Record excerpts:

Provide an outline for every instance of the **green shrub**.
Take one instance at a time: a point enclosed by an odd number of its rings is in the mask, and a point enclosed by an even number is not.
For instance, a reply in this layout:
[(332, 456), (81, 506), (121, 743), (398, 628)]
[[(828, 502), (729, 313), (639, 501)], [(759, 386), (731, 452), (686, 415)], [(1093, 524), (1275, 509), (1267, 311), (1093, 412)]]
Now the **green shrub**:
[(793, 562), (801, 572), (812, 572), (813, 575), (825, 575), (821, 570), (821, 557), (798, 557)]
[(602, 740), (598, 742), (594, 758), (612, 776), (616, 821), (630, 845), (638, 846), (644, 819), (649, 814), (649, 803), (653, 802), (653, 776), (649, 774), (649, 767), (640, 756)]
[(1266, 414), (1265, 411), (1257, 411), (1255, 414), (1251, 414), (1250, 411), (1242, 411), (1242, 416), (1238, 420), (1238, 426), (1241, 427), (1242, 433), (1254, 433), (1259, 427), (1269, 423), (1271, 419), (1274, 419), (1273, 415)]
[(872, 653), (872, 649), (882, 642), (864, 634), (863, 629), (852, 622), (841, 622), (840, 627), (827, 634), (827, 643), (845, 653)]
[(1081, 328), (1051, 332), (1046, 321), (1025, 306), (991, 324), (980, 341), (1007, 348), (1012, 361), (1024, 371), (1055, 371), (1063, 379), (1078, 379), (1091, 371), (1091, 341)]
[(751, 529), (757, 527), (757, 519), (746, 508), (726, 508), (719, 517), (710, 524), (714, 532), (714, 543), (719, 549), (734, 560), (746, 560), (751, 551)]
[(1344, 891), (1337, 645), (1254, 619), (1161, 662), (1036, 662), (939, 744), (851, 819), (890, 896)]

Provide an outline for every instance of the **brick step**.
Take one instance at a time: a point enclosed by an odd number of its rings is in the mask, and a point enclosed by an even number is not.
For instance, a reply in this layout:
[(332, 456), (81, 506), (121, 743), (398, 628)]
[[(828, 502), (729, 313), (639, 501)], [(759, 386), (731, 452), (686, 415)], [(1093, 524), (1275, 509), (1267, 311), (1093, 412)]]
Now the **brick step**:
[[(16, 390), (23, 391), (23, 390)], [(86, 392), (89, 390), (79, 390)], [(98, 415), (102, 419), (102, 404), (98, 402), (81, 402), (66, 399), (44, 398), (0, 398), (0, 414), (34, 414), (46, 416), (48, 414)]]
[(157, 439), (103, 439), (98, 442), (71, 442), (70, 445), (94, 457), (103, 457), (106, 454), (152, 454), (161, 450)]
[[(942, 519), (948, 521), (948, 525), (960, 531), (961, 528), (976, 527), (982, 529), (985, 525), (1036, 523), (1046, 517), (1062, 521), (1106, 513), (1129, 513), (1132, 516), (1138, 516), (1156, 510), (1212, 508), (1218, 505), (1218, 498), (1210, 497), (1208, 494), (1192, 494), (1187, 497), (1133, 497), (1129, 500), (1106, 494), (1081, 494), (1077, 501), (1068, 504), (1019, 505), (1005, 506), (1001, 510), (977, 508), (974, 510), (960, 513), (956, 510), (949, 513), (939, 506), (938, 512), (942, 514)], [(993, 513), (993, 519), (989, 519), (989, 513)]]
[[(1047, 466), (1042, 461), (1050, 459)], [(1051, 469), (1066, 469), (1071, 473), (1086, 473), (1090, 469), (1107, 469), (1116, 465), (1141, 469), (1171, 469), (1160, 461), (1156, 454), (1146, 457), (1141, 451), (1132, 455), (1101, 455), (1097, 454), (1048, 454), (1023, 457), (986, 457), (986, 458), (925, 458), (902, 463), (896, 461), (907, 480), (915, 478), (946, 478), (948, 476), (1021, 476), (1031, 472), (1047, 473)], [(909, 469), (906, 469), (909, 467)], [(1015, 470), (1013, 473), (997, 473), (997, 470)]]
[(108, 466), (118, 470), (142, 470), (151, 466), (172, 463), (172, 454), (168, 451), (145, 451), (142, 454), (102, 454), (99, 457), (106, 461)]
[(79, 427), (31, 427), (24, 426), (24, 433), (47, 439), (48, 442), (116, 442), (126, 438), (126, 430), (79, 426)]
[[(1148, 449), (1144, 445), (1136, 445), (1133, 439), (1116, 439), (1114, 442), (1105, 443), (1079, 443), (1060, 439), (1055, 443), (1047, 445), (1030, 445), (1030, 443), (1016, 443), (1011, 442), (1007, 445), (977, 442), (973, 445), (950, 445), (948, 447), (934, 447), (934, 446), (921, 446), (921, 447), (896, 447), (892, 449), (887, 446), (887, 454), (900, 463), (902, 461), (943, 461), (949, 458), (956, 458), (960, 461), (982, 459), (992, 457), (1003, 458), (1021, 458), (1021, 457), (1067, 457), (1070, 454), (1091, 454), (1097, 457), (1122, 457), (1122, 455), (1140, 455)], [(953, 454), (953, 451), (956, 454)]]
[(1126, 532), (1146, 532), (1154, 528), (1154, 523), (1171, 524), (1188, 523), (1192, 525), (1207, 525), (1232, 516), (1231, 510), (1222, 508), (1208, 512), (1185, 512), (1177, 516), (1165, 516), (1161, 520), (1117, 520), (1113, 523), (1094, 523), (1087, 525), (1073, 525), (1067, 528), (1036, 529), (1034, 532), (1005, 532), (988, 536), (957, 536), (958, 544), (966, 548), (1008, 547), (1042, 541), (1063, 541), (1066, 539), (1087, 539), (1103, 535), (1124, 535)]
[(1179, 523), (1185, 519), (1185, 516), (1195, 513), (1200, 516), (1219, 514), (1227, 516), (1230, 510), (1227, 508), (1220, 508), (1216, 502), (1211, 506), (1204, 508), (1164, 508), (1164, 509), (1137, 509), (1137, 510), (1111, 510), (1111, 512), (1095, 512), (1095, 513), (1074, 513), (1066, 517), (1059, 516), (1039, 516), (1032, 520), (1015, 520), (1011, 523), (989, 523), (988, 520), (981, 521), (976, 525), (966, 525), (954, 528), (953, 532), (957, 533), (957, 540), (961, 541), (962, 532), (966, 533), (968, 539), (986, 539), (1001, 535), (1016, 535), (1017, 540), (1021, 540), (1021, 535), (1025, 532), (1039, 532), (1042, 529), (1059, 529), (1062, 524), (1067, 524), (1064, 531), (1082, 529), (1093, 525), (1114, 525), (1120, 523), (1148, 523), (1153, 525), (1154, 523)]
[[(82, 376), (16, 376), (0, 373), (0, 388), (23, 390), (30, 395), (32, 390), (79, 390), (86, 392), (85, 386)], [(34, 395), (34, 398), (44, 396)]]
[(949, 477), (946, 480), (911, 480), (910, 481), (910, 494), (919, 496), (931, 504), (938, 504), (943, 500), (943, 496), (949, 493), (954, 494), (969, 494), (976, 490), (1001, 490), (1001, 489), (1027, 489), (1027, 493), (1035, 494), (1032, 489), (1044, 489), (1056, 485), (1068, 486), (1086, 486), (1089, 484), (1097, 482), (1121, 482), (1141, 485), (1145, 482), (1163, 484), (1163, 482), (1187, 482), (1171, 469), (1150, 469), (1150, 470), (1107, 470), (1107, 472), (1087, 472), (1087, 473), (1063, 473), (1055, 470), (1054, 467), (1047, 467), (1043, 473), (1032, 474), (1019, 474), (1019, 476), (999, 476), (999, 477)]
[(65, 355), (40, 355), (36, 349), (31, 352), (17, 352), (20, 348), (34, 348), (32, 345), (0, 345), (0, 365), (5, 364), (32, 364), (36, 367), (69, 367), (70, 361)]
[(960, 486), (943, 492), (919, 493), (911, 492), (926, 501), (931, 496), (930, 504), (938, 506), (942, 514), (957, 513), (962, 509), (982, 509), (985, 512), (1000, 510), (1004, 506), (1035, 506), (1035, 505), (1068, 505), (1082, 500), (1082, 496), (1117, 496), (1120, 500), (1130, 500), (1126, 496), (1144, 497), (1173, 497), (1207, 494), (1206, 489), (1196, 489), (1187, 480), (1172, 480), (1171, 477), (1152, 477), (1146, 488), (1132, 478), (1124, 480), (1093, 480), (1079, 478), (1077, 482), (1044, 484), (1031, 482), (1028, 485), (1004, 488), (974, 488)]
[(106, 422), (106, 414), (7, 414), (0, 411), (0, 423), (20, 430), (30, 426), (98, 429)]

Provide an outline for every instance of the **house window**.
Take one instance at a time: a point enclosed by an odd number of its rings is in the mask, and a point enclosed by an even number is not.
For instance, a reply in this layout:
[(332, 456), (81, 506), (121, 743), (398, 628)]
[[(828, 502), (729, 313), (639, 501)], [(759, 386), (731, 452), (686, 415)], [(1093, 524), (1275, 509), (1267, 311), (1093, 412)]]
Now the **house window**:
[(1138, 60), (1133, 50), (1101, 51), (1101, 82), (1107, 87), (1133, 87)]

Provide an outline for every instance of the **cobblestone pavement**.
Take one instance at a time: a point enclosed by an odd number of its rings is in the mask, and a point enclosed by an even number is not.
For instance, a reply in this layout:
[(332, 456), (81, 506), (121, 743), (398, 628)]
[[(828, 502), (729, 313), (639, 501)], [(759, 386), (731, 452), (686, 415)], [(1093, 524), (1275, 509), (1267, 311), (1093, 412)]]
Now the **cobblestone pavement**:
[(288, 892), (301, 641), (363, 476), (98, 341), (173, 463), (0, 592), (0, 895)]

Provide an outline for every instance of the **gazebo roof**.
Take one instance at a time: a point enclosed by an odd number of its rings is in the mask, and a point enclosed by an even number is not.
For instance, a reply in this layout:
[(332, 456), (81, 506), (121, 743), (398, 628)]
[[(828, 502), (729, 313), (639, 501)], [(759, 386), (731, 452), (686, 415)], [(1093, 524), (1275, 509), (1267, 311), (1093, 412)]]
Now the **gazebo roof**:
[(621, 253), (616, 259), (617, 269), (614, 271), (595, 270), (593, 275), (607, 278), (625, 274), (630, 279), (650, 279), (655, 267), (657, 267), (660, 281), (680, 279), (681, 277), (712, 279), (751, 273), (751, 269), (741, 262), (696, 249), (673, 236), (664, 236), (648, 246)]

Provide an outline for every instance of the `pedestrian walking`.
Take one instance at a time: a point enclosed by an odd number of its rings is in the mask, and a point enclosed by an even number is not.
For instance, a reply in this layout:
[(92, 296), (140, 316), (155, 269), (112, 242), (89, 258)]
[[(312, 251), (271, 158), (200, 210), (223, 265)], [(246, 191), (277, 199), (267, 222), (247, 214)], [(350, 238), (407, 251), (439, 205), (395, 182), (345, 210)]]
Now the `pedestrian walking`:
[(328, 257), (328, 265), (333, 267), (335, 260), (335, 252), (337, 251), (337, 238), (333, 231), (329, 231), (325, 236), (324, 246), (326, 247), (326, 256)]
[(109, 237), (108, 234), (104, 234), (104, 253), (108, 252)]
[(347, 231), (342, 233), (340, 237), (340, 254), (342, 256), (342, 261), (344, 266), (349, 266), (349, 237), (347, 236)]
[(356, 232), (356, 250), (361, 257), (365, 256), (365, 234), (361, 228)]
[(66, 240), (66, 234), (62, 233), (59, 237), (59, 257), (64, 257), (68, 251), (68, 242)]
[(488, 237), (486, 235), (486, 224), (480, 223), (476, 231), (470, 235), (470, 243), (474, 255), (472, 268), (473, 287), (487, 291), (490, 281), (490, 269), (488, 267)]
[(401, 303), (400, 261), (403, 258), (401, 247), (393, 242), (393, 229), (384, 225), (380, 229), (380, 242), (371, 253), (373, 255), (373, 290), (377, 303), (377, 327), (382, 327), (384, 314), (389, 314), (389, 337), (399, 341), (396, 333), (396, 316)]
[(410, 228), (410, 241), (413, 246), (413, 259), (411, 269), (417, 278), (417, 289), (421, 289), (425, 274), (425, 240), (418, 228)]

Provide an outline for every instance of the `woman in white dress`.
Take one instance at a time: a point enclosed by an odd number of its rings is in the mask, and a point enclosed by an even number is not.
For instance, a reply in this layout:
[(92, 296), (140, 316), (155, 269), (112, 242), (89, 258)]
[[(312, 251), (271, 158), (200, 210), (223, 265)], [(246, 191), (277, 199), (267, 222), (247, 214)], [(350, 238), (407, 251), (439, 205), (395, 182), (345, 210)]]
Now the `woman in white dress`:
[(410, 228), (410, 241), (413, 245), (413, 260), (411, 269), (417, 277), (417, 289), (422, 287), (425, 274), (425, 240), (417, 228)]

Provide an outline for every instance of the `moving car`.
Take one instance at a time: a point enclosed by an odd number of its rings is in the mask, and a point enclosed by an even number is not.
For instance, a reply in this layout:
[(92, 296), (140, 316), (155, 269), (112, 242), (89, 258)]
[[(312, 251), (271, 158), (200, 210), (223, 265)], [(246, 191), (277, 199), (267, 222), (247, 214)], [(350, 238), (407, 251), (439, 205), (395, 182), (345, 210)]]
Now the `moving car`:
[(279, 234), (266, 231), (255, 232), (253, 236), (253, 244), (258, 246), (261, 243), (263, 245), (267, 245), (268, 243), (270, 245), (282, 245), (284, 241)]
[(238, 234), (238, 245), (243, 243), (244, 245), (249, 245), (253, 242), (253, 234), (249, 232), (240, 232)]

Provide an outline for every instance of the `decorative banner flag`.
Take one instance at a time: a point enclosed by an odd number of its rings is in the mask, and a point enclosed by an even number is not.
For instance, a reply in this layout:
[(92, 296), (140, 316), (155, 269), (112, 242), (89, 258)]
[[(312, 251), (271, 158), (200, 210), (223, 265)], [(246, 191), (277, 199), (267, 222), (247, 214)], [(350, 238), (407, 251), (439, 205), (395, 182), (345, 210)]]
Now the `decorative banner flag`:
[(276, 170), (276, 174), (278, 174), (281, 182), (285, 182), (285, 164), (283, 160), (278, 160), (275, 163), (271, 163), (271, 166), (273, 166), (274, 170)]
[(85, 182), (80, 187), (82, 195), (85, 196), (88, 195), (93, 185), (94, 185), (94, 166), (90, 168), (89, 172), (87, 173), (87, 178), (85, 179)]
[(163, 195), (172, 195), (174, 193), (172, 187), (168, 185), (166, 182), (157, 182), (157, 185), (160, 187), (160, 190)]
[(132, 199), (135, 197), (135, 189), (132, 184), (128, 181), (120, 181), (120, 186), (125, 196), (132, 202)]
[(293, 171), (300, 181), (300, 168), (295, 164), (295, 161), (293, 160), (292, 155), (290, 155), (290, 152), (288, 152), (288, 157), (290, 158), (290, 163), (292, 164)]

Goal of the exercise: Please rewrite only the lines between the lines holding "Provide an outline for every instance of the **gazebo" and "236), (648, 246)]", inclusive, multiplying each coordinate in the outline answers by 0.75 and rounding to a whole number, with halves rounded up. Copy every other line in that span unchanged, sample layouts included.

Solution for this problem:
Provide an outline for every instance of the **gazebo roof**.
Take one instance at a time: a point enclosed by an odd number of its rings is in the mask, and a point enclosed by an even number is not.
For instance, a reply in this layout:
[(332, 456), (81, 506), (121, 743), (398, 628)]
[[(828, 502), (729, 313), (639, 501)], [(759, 386), (731, 452), (686, 415)], [(1093, 524), (1275, 509), (1267, 311), (1093, 412)]]
Now the **gazebo roof**:
[(466, 190), (462, 194), (463, 202), (461, 203), (446, 203), (445, 206), (455, 209), (469, 206), (473, 209), (488, 209), (491, 200), (493, 200), (495, 211), (510, 209), (511, 208), (534, 209), (563, 205), (563, 202), (556, 197), (522, 187), (505, 177), (498, 177), (486, 185)]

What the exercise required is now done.